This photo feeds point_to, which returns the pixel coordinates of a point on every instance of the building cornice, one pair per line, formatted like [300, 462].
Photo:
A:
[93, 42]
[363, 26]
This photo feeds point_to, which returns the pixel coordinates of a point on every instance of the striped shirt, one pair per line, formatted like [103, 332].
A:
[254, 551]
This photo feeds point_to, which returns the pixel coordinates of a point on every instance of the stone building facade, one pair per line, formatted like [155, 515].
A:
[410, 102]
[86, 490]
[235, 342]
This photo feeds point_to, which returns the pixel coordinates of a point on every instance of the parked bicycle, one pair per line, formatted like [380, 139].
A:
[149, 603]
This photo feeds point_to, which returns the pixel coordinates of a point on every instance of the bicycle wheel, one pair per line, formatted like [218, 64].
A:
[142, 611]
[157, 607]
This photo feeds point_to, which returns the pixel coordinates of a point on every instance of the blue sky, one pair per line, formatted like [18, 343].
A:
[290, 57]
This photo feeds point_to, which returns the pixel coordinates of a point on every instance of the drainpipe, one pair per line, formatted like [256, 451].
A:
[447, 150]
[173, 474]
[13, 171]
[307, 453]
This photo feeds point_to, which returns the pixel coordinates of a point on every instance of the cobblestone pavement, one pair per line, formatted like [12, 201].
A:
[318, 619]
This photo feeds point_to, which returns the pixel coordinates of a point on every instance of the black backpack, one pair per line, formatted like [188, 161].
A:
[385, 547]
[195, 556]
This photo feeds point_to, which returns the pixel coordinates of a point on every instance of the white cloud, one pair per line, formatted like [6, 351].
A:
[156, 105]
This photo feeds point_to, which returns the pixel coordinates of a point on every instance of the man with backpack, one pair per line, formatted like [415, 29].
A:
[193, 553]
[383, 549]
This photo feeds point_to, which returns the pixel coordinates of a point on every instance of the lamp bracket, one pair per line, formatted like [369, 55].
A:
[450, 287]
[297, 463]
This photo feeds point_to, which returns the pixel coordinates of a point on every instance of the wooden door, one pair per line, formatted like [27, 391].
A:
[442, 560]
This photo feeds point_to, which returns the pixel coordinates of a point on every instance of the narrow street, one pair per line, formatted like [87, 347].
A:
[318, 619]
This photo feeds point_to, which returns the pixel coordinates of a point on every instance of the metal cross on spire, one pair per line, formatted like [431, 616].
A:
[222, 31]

------

Problem to work on:
Return every line of the listing that has the word "bicycle" in it.

Task output:
This photo feeds point_to, which returns the pixel coordinates of a point on every instance of the parked bicycle, one pair per line, formatted like [380, 139].
This photo feeds point_to, which returns the pixel coordinates of a point on every instance of the bicycle wheel, one pair per line, formatted like [218, 64].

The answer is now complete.